■ Exercise details: Please print every record below exactly as it appears.

[Object position labeling entries]

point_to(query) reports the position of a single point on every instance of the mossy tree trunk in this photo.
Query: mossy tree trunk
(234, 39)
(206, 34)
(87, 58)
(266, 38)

■ Task solution:
point_to(query) reports the position of a single point on every instance of the mossy tree trunk in this photo.
Query: mossy tree trunk
(234, 39)
(206, 34)
(87, 58)
(266, 38)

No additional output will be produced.